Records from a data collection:

--- START ---

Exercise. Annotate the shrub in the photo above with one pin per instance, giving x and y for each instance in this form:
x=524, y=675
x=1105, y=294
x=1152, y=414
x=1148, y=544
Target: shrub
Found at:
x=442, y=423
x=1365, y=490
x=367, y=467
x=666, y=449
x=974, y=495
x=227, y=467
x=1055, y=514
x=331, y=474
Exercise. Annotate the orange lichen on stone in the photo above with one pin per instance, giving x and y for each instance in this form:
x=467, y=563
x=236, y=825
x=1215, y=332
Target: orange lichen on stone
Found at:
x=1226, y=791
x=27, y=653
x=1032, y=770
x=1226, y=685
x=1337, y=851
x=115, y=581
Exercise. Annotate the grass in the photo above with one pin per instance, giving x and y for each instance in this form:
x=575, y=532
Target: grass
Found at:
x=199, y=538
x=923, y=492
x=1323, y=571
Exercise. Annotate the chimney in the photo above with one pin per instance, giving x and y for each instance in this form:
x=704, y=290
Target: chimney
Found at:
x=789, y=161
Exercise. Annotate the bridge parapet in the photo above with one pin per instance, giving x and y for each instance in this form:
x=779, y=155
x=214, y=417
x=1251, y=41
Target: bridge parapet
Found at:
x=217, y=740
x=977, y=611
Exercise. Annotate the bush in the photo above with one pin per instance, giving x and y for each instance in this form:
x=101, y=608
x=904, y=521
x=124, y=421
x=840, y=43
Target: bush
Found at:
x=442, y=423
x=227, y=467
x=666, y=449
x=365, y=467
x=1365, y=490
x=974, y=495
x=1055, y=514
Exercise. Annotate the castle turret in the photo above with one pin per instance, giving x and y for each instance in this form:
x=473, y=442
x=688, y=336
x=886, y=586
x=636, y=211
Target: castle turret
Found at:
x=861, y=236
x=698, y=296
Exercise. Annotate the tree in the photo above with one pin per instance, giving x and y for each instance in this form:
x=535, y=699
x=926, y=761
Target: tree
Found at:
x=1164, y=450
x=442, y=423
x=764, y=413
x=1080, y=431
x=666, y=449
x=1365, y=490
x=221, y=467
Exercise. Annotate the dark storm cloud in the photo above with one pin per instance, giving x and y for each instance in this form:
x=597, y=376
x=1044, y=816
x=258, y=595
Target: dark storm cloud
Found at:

--- END ---

Your objective - Copy everything from the start of the records down to the line containing "x=115, y=581", changing "Target" to "Object" and leaving everything else as it is.

Complete answer -
Exercise. Annotate the shrub in the photo above with one pin per instance, giving x and y for each instance in this form:
x=524, y=675
x=1105, y=294
x=1152, y=414
x=1148, y=544
Object: shrub
Found at:
x=442, y=423
x=1365, y=490
x=367, y=467
x=666, y=449
x=974, y=495
x=227, y=467
x=1055, y=514
x=331, y=474
Exercise. Annotate the orange lichen on stone in the photo above with one pin per instance, giving x and y for each instance in this form:
x=467, y=563
x=236, y=825
x=1215, y=332
Object: orange lichen on stone
Found at:
x=1226, y=791
x=27, y=653
x=1032, y=770
x=1226, y=685
x=1337, y=851
x=115, y=581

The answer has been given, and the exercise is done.